■ **Your goal**:
Tally the lines in the labeling and segmentation records that contain the string "countertop", matching case exactly, and give only the number.
## begin Extracted material
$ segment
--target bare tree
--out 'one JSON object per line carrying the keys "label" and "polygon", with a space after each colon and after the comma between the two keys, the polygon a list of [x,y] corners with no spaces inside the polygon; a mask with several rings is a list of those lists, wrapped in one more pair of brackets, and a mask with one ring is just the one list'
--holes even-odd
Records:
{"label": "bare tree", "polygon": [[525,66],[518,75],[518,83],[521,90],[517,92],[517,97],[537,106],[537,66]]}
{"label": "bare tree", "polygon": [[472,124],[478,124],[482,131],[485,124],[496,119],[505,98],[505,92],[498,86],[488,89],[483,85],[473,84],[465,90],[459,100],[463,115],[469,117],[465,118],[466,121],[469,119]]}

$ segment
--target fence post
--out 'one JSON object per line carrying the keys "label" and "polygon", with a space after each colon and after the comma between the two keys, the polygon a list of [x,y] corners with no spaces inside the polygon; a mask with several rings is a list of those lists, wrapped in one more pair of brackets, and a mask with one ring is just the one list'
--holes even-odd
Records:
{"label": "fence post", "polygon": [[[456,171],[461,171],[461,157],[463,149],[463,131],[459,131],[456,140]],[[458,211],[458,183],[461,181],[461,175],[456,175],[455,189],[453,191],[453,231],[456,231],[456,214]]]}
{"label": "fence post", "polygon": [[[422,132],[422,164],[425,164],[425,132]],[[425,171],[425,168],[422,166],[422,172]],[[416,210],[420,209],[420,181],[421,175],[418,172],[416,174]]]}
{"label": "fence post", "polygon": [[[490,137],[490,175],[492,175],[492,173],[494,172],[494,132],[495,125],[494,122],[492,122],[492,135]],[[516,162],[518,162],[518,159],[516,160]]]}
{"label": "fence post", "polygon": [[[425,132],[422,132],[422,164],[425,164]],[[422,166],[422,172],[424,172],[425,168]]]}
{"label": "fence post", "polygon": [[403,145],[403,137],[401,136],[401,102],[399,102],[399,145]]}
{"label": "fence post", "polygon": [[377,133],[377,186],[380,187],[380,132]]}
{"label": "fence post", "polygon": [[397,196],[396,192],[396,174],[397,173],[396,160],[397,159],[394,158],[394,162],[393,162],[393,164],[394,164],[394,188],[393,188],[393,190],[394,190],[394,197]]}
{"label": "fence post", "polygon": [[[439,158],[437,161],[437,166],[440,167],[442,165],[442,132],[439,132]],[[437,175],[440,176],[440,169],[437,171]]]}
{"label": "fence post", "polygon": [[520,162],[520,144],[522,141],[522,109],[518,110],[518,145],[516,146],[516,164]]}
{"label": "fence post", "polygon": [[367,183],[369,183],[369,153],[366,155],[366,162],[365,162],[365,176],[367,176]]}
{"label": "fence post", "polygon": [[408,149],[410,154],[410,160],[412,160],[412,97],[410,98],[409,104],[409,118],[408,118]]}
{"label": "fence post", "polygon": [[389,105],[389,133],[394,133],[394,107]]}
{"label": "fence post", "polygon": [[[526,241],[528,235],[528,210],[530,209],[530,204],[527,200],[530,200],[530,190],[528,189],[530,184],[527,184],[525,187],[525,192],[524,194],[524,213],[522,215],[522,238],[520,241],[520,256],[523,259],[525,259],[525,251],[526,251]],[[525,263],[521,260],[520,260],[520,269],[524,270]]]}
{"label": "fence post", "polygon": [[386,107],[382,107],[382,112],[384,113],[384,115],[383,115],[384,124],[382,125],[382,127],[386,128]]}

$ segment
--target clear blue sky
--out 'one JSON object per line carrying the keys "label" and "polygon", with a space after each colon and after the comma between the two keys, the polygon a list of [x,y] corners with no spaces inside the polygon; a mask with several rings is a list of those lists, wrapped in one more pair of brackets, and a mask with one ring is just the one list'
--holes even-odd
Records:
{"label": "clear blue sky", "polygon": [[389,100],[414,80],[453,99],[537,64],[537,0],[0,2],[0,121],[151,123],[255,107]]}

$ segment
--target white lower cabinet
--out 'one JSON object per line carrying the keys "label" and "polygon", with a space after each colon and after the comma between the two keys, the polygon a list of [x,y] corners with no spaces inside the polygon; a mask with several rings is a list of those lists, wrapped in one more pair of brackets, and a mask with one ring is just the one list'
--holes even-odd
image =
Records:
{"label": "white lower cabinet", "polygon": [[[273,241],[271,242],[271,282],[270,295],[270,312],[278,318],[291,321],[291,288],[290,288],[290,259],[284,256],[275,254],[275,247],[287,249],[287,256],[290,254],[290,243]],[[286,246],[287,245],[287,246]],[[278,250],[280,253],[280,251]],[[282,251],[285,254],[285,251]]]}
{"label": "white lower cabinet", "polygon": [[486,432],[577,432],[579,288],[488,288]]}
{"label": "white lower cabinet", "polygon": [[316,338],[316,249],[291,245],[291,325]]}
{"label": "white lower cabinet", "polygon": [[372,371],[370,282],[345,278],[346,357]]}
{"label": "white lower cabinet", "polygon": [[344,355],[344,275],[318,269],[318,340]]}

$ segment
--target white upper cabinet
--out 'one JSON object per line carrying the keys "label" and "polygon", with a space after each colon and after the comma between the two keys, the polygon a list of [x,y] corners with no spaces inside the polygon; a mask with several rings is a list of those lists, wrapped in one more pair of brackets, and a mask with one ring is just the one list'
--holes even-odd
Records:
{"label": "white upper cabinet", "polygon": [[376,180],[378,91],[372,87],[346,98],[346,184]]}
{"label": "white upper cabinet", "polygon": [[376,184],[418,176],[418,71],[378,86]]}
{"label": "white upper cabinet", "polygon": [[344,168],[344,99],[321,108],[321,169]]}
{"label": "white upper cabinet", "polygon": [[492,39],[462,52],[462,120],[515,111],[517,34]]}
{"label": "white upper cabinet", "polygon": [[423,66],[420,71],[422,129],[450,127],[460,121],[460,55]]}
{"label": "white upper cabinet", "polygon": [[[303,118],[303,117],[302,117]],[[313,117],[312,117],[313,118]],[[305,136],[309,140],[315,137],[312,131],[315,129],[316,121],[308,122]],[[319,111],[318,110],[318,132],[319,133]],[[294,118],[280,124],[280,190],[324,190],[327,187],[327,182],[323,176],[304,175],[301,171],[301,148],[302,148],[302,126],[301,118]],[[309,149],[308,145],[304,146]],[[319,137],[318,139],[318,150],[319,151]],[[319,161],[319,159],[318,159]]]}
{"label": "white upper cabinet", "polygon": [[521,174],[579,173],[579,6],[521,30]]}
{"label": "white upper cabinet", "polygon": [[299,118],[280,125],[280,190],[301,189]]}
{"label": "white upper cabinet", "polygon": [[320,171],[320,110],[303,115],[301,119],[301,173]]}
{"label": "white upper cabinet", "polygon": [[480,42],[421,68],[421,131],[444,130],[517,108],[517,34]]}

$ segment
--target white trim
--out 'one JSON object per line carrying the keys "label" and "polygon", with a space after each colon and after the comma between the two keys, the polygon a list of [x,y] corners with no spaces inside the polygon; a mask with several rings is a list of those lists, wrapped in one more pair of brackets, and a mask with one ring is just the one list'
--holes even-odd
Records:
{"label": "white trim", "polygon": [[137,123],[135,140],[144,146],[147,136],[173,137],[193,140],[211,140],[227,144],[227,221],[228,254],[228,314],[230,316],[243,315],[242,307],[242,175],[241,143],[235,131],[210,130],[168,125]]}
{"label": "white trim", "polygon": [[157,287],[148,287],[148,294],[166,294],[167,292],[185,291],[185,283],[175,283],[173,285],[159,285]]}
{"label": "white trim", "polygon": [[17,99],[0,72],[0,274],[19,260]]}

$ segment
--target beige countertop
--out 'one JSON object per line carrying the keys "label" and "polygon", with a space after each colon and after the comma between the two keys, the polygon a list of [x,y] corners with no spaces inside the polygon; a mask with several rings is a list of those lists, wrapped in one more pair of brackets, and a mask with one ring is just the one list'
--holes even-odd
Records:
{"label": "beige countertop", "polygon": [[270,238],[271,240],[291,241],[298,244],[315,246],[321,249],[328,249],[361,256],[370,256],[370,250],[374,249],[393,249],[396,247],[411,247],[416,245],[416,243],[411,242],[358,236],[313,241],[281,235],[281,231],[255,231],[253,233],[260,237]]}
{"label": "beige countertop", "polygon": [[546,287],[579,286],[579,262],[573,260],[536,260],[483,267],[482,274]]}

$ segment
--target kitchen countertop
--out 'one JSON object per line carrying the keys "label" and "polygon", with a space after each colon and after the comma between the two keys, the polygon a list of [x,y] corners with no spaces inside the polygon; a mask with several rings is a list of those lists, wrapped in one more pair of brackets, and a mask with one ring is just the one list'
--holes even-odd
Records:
## end Extracted material
■ **Exercise result**:
4